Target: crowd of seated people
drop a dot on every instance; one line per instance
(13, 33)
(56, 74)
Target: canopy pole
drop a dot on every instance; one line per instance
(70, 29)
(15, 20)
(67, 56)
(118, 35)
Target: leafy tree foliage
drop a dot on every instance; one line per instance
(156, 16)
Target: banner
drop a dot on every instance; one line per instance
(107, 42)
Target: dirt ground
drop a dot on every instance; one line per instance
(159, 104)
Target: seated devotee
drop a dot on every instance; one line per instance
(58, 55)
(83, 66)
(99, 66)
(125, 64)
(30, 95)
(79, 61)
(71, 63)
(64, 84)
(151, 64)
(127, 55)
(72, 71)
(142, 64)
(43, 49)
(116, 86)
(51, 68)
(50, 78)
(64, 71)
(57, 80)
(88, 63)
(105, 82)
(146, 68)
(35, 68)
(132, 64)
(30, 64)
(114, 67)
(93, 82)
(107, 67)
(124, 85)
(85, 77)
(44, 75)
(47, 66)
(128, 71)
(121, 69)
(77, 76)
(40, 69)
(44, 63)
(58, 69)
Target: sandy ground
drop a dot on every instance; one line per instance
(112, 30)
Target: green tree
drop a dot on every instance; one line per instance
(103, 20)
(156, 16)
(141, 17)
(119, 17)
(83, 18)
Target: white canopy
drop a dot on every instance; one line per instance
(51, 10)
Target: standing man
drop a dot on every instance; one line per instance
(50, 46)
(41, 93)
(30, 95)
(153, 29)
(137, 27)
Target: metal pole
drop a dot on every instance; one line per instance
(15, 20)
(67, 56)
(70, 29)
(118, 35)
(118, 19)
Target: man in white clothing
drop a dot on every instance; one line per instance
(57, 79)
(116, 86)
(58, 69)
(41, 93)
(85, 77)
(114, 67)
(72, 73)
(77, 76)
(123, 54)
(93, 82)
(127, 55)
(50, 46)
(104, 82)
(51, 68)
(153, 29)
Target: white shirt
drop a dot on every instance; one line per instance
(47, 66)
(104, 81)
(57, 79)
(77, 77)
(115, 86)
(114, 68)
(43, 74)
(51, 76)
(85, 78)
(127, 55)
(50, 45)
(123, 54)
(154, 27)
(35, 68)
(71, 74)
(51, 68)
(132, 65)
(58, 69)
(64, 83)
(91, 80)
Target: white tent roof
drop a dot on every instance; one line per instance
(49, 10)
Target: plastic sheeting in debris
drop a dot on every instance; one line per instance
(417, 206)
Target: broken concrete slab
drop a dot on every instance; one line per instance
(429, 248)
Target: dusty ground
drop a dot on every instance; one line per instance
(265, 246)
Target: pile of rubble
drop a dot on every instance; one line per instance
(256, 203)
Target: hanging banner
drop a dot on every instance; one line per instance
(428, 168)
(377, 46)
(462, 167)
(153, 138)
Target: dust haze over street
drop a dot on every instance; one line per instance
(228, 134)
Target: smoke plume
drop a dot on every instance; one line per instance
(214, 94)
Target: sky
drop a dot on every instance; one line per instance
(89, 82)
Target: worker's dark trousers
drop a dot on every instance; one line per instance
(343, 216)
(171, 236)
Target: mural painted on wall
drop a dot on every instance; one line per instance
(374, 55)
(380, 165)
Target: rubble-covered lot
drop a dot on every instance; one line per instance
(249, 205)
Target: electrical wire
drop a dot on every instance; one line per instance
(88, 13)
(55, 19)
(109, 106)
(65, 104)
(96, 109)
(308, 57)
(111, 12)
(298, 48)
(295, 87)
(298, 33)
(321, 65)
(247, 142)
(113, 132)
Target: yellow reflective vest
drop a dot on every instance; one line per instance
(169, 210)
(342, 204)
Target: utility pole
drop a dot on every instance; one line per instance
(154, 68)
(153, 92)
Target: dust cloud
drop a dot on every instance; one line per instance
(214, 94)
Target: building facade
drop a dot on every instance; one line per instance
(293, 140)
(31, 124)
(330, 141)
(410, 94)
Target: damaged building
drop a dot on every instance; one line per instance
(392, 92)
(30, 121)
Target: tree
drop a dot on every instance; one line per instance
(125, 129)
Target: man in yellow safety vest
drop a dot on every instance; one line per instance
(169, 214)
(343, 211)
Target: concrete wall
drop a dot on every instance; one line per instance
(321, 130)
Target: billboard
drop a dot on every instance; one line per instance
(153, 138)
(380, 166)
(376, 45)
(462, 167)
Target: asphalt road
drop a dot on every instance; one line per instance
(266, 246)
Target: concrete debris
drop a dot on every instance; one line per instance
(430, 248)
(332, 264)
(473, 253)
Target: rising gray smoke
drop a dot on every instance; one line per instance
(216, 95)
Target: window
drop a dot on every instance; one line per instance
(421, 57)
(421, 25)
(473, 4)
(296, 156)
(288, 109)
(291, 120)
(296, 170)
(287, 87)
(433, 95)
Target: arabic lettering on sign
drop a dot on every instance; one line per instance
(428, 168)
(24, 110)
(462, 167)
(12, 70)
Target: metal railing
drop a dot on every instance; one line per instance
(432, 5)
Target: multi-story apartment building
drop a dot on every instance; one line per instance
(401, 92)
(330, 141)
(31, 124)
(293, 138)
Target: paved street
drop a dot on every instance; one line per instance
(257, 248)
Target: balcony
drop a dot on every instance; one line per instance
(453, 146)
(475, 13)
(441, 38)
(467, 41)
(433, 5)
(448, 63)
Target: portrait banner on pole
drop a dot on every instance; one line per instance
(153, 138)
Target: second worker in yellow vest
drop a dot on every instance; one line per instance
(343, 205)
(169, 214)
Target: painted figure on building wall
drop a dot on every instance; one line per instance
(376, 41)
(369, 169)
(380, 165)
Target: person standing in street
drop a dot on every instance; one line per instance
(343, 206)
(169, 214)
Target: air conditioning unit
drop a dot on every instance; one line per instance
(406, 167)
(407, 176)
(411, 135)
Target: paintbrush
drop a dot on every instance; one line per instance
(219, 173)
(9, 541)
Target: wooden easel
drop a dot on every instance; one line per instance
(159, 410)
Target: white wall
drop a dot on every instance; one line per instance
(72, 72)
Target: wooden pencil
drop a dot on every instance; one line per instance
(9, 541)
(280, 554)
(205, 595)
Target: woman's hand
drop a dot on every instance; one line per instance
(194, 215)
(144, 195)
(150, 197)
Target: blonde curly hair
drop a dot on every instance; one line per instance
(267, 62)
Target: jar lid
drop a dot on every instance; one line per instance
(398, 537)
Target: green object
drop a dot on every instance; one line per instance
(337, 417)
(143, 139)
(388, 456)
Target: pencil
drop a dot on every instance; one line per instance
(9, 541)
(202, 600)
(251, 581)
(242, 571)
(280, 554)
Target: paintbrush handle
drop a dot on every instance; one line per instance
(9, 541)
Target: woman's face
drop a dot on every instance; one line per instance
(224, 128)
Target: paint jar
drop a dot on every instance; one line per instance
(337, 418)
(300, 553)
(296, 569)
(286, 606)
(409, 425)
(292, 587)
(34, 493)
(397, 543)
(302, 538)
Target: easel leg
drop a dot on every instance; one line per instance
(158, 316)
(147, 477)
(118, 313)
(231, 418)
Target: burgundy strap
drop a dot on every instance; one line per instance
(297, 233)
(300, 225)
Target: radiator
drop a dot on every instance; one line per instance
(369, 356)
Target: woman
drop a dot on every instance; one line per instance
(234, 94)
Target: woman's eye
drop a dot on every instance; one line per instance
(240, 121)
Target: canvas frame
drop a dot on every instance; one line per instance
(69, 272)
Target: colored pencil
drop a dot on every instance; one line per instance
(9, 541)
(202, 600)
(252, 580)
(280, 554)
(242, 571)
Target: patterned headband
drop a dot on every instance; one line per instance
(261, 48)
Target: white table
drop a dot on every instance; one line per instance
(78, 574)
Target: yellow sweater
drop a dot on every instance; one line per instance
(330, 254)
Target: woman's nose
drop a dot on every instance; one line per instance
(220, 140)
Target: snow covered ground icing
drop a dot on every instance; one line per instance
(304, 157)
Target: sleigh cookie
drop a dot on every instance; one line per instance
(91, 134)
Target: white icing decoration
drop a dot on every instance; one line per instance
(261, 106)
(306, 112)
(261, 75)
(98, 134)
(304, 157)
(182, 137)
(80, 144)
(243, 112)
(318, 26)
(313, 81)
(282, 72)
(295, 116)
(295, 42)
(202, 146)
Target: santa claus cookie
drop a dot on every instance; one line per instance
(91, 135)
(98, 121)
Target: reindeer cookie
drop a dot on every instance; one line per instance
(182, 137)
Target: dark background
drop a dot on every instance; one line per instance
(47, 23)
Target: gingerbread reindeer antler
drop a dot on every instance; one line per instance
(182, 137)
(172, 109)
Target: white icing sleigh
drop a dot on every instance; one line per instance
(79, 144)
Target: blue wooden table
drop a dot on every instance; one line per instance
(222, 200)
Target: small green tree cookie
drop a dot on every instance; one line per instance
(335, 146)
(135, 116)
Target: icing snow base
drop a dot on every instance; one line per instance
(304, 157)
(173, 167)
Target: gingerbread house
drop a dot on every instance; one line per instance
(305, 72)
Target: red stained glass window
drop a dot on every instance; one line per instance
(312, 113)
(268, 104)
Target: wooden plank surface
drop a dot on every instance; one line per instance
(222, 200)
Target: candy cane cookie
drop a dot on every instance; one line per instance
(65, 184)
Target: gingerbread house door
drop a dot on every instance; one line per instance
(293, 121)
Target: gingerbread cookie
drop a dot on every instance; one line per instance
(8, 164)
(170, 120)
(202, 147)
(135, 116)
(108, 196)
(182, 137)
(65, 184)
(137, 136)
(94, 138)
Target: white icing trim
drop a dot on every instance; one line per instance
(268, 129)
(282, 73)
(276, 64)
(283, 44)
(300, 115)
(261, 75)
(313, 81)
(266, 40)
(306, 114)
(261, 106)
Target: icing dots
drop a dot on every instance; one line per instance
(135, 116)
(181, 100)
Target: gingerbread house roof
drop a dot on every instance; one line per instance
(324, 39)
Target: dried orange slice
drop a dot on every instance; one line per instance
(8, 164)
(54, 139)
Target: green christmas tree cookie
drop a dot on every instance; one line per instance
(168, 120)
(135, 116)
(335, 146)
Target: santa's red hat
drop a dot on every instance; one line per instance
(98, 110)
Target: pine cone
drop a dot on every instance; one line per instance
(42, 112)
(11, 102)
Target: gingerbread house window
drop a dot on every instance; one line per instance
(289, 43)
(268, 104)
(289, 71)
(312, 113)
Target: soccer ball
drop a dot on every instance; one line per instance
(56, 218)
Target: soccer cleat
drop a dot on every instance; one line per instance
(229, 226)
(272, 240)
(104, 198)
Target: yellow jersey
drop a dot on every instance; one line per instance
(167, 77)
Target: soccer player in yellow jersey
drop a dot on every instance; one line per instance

**TASK STATEMENT:** Repeat exactly, and only, the lines from the line containing "Target: wooden plank surface" through the last line of the records above, both included.

**SOLUTION:**
Target: wooden plank surface
drop a dot on every instance; one line per instance
(222, 200)
Target: candy cane cookie
drop a dot on every instance; one line per instance
(65, 184)
Target: gingerbread house door
drop a dot on every instance; one line per instance
(293, 121)
Target: gingerbread cookie
drop a dot on every instance; one line per instance
(8, 164)
(170, 120)
(202, 147)
(135, 116)
(108, 196)
(182, 137)
(65, 184)
(137, 136)
(94, 138)
Target: white icing trim
drop a dot on every instance; one line per instance
(268, 129)
(282, 73)
(276, 64)
(283, 44)
(300, 115)
(261, 75)
(313, 81)
(266, 40)
(306, 114)
(261, 106)
Target: icing dots
drop a dot on every instance; one line per instance
(135, 116)
(181, 100)
Target: gingerbread house roof
drop a dot on every instance; one line per instance
(324, 39)
Target: dried orange slice
drop a dot on every instance; one line per instance
(8, 164)
(54, 139)
Target: green christmas tree cookie
drop a dot on every instance; one line per instance
(168, 120)
(135, 116)
(335, 146)
Target: santa's red hat
drop a dot on every instance; one line per instance
(98, 110)
Target: pine cone
drop a dot on every instance; one line per instance
(42, 112)
(11, 102)
Target: gingerbread house window
drop a dot on every instance; one line per instance
(289, 43)
(268, 104)
(289, 71)
(312, 113)
Target: soccer ball
drop a dot on every instance; one line per instance
(56, 218)
Target: soccer cleat
drop a dot on every instance; one line per instance
(229, 226)
(272, 240)
(104, 198)
Target: yellow jersey
drop a dot on every instance; one line per instance
(167, 77)
Target: soccer player in yellow jersey
drop a dot on every instance; one line per instance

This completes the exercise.